## [AIM]
All of the data below should be written out exactly.

Point placement records

------------------------------------

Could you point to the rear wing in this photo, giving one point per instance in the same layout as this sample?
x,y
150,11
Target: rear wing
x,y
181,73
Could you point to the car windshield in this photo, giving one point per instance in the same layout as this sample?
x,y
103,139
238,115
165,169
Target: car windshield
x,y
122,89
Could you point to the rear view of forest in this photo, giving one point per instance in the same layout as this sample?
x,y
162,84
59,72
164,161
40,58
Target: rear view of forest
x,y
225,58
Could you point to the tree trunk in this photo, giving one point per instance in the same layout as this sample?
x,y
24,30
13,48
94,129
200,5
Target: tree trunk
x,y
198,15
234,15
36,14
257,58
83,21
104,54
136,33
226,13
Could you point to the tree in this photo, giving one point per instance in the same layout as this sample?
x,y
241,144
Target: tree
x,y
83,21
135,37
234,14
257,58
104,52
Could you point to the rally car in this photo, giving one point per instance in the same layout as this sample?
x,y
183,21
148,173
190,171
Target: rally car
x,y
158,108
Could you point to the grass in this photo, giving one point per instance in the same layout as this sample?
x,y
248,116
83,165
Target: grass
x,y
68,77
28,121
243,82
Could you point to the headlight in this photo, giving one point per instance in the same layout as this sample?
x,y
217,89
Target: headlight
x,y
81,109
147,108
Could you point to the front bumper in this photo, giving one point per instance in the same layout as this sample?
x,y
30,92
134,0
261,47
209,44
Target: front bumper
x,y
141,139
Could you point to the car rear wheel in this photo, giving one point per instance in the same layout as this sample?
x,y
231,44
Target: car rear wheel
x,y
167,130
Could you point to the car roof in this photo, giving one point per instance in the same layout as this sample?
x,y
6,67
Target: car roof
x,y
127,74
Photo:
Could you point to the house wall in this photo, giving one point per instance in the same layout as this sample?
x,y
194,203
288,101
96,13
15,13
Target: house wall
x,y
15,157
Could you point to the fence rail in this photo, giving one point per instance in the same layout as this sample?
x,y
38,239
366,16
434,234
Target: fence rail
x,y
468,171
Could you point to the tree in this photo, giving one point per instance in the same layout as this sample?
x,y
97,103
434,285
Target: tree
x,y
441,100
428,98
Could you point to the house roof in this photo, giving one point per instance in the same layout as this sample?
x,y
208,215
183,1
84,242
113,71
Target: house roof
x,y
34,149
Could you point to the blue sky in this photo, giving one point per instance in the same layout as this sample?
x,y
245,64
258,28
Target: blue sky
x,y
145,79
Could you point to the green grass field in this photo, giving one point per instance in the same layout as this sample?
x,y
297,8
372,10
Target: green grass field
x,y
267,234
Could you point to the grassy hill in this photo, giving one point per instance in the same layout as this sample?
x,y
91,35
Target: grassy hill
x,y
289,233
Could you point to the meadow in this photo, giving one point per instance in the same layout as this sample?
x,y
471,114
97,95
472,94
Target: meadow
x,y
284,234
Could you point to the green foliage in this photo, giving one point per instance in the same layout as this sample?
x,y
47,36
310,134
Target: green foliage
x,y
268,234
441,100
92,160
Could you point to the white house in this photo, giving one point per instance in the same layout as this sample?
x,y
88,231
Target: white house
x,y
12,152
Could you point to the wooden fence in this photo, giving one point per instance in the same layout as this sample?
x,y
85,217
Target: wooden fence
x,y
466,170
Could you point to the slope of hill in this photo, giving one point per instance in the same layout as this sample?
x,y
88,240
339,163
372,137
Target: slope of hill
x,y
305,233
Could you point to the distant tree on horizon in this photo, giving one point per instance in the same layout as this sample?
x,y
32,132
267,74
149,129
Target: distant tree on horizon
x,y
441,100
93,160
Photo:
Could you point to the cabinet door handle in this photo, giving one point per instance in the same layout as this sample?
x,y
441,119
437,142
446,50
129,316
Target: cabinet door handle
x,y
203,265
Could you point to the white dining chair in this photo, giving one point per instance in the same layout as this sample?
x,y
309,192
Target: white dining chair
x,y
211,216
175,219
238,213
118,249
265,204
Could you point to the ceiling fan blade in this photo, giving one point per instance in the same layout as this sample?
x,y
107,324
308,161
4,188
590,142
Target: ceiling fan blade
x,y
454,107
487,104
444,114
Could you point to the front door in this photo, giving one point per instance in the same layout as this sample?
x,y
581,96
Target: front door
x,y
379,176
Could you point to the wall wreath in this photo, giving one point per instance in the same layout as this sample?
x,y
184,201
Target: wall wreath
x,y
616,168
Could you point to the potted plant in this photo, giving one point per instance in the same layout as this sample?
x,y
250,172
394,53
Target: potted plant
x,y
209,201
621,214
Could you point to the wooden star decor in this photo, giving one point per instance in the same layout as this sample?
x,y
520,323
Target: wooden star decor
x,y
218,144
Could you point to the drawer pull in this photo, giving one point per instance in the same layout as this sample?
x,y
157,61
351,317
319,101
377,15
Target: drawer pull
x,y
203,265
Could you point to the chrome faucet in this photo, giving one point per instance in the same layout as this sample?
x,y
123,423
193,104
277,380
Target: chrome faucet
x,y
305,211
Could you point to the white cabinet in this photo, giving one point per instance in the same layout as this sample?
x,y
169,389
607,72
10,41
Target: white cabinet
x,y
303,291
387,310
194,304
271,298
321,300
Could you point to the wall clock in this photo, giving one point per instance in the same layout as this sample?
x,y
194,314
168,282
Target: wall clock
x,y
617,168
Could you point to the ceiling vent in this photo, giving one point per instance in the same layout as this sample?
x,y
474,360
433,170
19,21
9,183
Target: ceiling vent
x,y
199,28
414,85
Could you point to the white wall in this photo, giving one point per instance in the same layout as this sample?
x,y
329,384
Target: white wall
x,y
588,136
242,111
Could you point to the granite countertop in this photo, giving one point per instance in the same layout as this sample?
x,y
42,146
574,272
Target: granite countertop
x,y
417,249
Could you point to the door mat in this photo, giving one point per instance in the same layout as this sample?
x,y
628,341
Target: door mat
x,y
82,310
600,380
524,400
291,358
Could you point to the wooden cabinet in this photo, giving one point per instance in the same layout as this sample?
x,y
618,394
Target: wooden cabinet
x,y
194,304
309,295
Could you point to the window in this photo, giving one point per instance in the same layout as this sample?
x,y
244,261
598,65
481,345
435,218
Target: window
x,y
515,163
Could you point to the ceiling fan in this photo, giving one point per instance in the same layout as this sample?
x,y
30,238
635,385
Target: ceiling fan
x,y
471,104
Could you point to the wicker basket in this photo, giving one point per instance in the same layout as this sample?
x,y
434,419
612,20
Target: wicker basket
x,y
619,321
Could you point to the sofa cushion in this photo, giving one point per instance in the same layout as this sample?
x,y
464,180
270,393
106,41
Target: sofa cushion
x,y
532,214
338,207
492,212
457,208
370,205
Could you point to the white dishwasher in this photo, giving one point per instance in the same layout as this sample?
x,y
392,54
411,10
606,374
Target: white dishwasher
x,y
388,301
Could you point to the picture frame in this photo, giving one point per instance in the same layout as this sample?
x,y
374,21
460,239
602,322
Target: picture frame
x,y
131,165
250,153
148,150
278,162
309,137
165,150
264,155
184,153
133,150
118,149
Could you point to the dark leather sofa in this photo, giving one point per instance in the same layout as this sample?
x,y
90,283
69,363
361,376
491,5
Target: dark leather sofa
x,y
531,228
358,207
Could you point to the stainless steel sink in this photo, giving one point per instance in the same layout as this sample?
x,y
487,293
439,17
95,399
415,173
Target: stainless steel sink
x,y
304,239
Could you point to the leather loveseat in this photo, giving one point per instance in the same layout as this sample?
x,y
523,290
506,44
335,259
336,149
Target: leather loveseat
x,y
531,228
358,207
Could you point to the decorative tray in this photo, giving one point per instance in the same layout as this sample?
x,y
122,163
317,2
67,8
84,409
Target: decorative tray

------------------------------------

## [SOLUTION TO THIS PROBLEM]
Could you point to the rear wing in this photo, giving one point per instance in the same layout as this sample?
x,y
150,11
Target: rear wing
x,y
181,73
Could you point to the car windshield in this photo, giving one point per instance in the same layout as this sample?
x,y
103,139
238,115
165,169
Target: car windshield
x,y
122,89
Could you point to the rear view of forest in this photo, giving one point per instance in the same layout as this sample?
x,y
162,84
59,72
164,161
40,58
Target: rear view of forest
x,y
225,58
Could you point to the tree trunk in this photo, giving one point per instance in the same layout as this sample?
x,y
24,30
13,48
94,129
200,5
Target: tree trunk
x,y
198,15
234,15
36,14
257,58
83,21
104,54
136,33
226,13
Could you point to the tree in this photo, giving one point per instance in the same layout as this sample?
x,y
241,144
Target: tree
x,y
83,21
135,37
234,14
257,58
104,52
Could you point to the rally car in this photo, giving one point per instance in the same layout as this sample?
x,y
183,21
148,173
190,171
Target: rally car
x,y
158,108
Could you point to the grass in this photo, giving one point per instance in the same layout as this sample?
x,y
248,116
83,165
Target: grass
x,y
68,77
28,121
243,82
Could you point to the headlight in this photo, giving one point per instance in the same layout as this sample?
x,y
217,89
Target: headlight
x,y
81,109
147,108
Could you point to the front bumper in this photo, giving one point per instance in the same layout as this sample?
x,y
30,92
134,0
261,47
209,44
Target: front bumper
x,y
141,139
Could you point to the car rear wheel in this photo, giving one point per instance in the same layout as this sample?
x,y
231,44
Target: car rear wheel
x,y
167,130
Could you point to the car roof in this photo, giving one point per instance in the same layout as this sample?
x,y
6,67
Target: car roof
x,y
127,74
Photo:
Could you point to the house wall in this photo, giving one point per instance in the same layout as this sample?
x,y
194,203
288,101
96,13
15,13
Target: house wall
x,y
15,157
Could you point to the fence rail in this photo, giving one point per instance in the same layout as this sample?
x,y
38,239
366,16
434,234
Target: fence rail
x,y
468,171
Could you point to the tree in this photo, giving one point per instance in the same layout as this sample?
x,y
97,103
434,285
Target: tree
x,y
441,100
428,98
Could you point to the house roof in this photo, giving one point per instance in the same layout as this sample?
x,y
208,215
183,1
84,242
113,71
Target: house roof
x,y
34,149
Could you point to the blue sky in this photo, giving one point per instance in the same layout as this sample?
x,y
245,64
258,28
Target: blue sky
x,y
145,79
Could you point to the green grass field in this photo, giving one point per instance in the same layout as this sample?
x,y
297,8
372,10
Target: green grass field
x,y
267,234
Could you point to the grassy hill in this photo, giving one point per instance in the same layout as this sample?
x,y
91,35
Target: grassy hill
x,y
289,233
Could you point to the meadow in this photo, giving one point per instance in the same layout as this sample?
x,y
471,114
97,95
472,94
Target: meadow
x,y
284,234
Could you point to the green foliage in this photo, giving one point per instance in the same layout as this sample?
x,y
47,36
310,134
Target: green foliage
x,y
268,234
441,100
92,160
Could you point to the white house in this photo, giving one point per instance in the same layout as this sample?
x,y
88,231
Target: white house
x,y
12,152
Could you point to the wooden fence in this photo, giving one point per instance in the same layout as this sample?
x,y
85,217
Target: wooden fence
x,y
466,170
Could you point to the slope of hill in this photo, giving one point per instance in the same layout as this sample?
x,y
88,240
339,163
372,137
Target: slope of hill
x,y
305,233
Could you point to the distant tree on horizon in this photo, giving one point per instance in the same layout as this sample?
x,y
32,132
267,74
149,129
Target: distant tree on horizon
x,y
441,100
93,160
Photo:
Could you point to the cabinet door handle in this photo, giving one point per instance in the same layout as this sample?
x,y
441,119
437,142
446,50
129,316
Target: cabinet door handle
x,y
203,265
Could you point to the white dining chair in this photo, giving one point per instance in the same layout as this sample?
x,y
309,192
Target: white dining chair
x,y
211,216
175,219
238,213
118,249
265,204
Could you point to the ceiling fan blade in this photo, giving one point per instance in the same layout as this sample?
x,y
107,324
308,161
4,188
590,142
Target: ceiling fan blade
x,y
454,107
487,104
444,114
Could you point to the front door in this photo, giving one point per instance in the same layout as this sample?
x,y
581,96
Target: front door
x,y
379,176
Could you point to the wall wreath in this photo, giving one point per instance in the same layout as this sample?
x,y
184,201
Target: wall wreath
x,y
616,168
Could you point to the potted plant in this photo, giving one point per instance in the same layout as this sample?
x,y
250,172
394,53
Target: potted plant
x,y
209,201
621,214
Could you point to the wooden star decor in this photo, giving one point per instance in the same layout as this sample?
x,y
520,323
Target: wooden star decor
x,y
218,144
Could you point to the drawer pull in this photo, giving one point per instance in the same layout as this sample?
x,y
157,61
351,317
319,101
377,15
Target: drawer pull
x,y
203,265
Could you point to the chrome faucet in this photo, giving one point per instance in the same layout as this sample?
x,y
123,423
193,104
277,380
Target: chrome faucet
x,y
305,211
Could you point to the white cabinet in this photo, giving one point per instance in the same layout as this sample?
x,y
169,389
607,72
10,41
Target: white cabinet
x,y
303,291
387,310
194,304
271,298
321,300
Could you point to the wall clock in this photo, giving one point per instance in the same layout as this sample?
x,y
194,314
168,282
Target: wall clock
x,y
617,168
Could you point to the ceiling vent in this photo, giving one point per instance in the same layout as this sample?
x,y
474,360
433,170
19,21
9,183
Target: ceiling vent
x,y
199,28
414,85
Could you point to the white wall in this photo, giving one point per instance in the same layout as this sample?
x,y
329,384
Target: white wall
x,y
588,136
242,111
Could you point to the granite countertop in this photo, giving one point per instance in the same layout as this sample?
x,y
42,146
574,272
Target: granite countertop
x,y
417,249
Could you point to the door mat in this photo, giving one point per instance in the same layout as this sample?
x,y
628,341
Target: door mat
x,y
82,310
600,380
524,400
291,358
Could you point to the wooden cabinet in this photo, giving one point per instance in the same layout as this sample?
x,y
618,394
Target: wooden cabinet
x,y
194,304
309,295
Could you point to the window in this photo, giving one point per instance in the same layout as this sample?
x,y
244,261
598,65
481,345
435,218
Target: window
x,y
515,163
Could you point to the ceiling fan in this photo, giving one point per instance in the same layout as this sample?
x,y
30,238
635,385
Target: ceiling fan
x,y
471,104
Could you point to the wicker basket in this photo, giving one point per instance in the same layout as this sample?
x,y
434,419
612,20
Target: wicker basket
x,y
619,321
Could you point to the sofa cushion in this photo, giving one point per instance in the same layout as this sample?
x,y
464,180
270,393
106,41
Target: sofa cushion
x,y
532,214
338,207
492,212
457,208
370,205
Could you point to the white dishwasher in this photo, giving one point per instance in the same layout as this sample?
x,y
392,54
411,10
606,374
Target: white dishwasher
x,y
388,301
Could you point to the picture frame in this photo, giving one point per instance in the same layout as this sample?
x,y
374,21
460,239
602,322
Target: picture frame
x,y
131,165
250,153
148,150
278,162
309,137
165,150
264,155
184,153
133,150
118,149
Could you point to the dark leather sofa in this photo, giving one point per instance in the same layout as this sample?
x,y
90,283
69,363
361,376
491,5
Target: dark leather sofa
x,y
531,228
358,207
Could you point to the stainless steel sink in this photo, giving one point per instance in the same layout as this sample?
x,y
487,293
439,17
95,399
415,173
Target: stainless steel sink
x,y
304,239
Could you point to the leather loveseat in this photo, giving one point per instance in the same layout as this sample?
x,y
523,290
506,44
335,259
336,149
Target: leather loveseat
x,y
531,228
358,207
Could you point to the decorative tray in this photo, giving one point per instance in the same layout as this sample?
x,y
122,163
317,2
67,8
84,409
Target: decorative tray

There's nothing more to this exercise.